- Data for this exercise
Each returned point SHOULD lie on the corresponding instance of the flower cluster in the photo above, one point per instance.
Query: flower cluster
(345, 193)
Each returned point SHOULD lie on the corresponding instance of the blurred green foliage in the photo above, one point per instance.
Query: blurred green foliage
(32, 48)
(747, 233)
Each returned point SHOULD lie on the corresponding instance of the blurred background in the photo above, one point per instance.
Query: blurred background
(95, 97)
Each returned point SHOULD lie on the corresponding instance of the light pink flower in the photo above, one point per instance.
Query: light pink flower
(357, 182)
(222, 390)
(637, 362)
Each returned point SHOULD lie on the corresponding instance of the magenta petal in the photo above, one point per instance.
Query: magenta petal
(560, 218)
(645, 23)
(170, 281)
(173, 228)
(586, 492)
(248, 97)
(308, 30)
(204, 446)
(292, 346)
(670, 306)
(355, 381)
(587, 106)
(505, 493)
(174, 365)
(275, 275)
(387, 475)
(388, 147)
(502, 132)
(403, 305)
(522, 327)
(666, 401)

- Goal
Render the material from the line containing "of the magenta" through the end as a Markdown table with two columns, Row and Line, giving each line's row number and its text and leaving out blank lines.

- Solution for this task
| Row | Line |
|---|---|
| 1 | Each returned point SHOULD lie on the corresponding instance of the magenta petal in the photo above, one point per instance. |
| 2 | Query: magenta petal |
| 3 | (560, 218) |
| 4 | (645, 23) |
| 5 | (170, 281) |
| 6 | (173, 228) |
| 7 | (586, 492) |
| 8 | (248, 97) |
| 9 | (308, 30) |
| 10 | (204, 446) |
| 11 | (292, 346) |
| 12 | (670, 306) |
| 13 | (355, 381) |
| 14 | (587, 106) |
| 15 | (505, 493) |
| 16 | (174, 365) |
| 17 | (275, 275) |
| 18 | (387, 475) |
| 19 | (388, 147) |
| 20 | (502, 132) |
| 21 | (403, 305) |
| 22 | (522, 327) |
| 23 | (666, 401) |